Once you reach the end of the data, transcribe all of it exactly.
----
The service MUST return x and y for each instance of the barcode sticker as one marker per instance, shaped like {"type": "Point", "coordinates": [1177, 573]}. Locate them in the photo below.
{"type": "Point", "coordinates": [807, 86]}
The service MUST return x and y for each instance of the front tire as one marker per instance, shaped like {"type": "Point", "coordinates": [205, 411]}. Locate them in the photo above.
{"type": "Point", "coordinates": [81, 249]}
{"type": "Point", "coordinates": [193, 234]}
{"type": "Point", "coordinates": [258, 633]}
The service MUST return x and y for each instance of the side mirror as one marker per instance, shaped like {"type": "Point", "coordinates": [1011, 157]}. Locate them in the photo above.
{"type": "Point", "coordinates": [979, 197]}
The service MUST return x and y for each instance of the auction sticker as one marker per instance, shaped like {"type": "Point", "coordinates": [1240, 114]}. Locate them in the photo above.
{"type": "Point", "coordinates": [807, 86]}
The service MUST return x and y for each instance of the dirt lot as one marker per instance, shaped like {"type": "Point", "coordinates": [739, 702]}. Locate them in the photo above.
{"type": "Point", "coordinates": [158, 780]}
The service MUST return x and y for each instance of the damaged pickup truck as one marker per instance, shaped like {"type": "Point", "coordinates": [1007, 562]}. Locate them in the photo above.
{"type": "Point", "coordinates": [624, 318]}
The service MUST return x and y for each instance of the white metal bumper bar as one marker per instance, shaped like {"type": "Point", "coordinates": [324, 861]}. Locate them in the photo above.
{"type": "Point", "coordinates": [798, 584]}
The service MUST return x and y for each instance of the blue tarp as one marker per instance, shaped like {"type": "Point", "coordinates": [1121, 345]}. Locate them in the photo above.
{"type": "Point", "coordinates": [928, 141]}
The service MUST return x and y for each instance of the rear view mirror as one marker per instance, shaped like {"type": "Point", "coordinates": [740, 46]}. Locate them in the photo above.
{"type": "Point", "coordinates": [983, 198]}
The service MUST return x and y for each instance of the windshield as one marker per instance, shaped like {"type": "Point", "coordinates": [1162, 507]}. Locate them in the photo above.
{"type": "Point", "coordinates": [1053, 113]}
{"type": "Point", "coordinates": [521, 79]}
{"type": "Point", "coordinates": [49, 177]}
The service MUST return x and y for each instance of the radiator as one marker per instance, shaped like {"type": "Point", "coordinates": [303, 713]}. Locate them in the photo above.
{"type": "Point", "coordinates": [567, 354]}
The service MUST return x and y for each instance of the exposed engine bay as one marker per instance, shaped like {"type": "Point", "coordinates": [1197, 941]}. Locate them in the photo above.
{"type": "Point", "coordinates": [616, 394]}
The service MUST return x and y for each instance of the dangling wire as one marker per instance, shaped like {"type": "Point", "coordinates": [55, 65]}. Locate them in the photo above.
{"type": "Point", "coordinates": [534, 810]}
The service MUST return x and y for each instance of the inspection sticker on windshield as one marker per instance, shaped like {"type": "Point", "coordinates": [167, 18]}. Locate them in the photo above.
----
▶ Your response:
The service MUST return x and y for each instance of the barcode sticker as one marker per instance, shaped like {"type": "Point", "coordinates": [1177, 573]}. Locate them in the photo below.
{"type": "Point", "coordinates": [807, 86]}
The service MUST return x and y for each instance of the front tire as one marker per instance, shaped like {"type": "Point", "coordinates": [205, 411]}. Locate them in the photo above.
{"type": "Point", "coordinates": [81, 249]}
{"type": "Point", "coordinates": [193, 234]}
{"type": "Point", "coordinates": [258, 633]}
The service MUST return x and y for each instance of the side mirror as one marker per instance, shaped like {"type": "Point", "coordinates": [1011, 157]}. Locate them in the photo above.
{"type": "Point", "coordinates": [979, 197]}
The service MUST return x and y for each instance of the auction sticker as one marker per instance, shaped like {"type": "Point", "coordinates": [1240, 114]}. Locate them in the photo above.
{"type": "Point", "coordinates": [807, 86]}
The service MUST return x and y for each instance of the dirt lot as one marker per instance, shaped like {"type": "Point", "coordinates": [739, 702]}. Locate them in the photo above.
{"type": "Point", "coordinates": [158, 780]}
The service MUST return x and y for each instance of the damaged pickup truck as one marker per instance, shaped like {"type": "Point", "coordinates": [1007, 562]}. Locate them in the photo above.
{"type": "Point", "coordinates": [624, 318]}
The service MUST return x and y for each instance of the white metal bumper bar as one marker per instance, shaped like {"type": "Point", "coordinates": [324, 861]}. Locate them in the photo above.
{"type": "Point", "coordinates": [798, 584]}
The service MUST return x and y for each instance of the blue tarp as one marker per instance, shaped like {"type": "Point", "coordinates": [1121, 345]}. Locate them in the photo above.
{"type": "Point", "coordinates": [928, 141]}
The service MUST return x and y for each instance of the rear view mirror as one marker per instance, shaped like {"type": "Point", "coordinates": [740, 46]}. Locate them in the photo above.
{"type": "Point", "coordinates": [983, 198]}
The service MUST return x and y for each instance of the windshield as one marker per instance, shaped like {"type": "Point", "coordinates": [1162, 507]}. Locate them in the photo above.
{"type": "Point", "coordinates": [1053, 113]}
{"type": "Point", "coordinates": [521, 79]}
{"type": "Point", "coordinates": [49, 177]}
The service MUST return x and y for each instance of the radiator as one marker per instance, shaped like {"type": "Point", "coordinates": [303, 713]}. Locate them in the photo above.
{"type": "Point", "coordinates": [567, 354]}
The service MUST return x and y for each instance of the exposed engine bay as one marker per instance, shaped like {"type": "Point", "coordinates": [1197, 941]}. Locate them in the photo above.
{"type": "Point", "coordinates": [616, 394]}
The service MUST return x and y for each instance of the dangling wire as one marker per instance, shaped like {"type": "Point", "coordinates": [55, 65]}. Locate them in the photo above.
{"type": "Point", "coordinates": [534, 810]}
The service MUST return x and y for each instance of the inspection sticker on windshield as one marker per instance, shaped like {"type": "Point", "coordinates": [167, 18]}. Locate them in the photo above.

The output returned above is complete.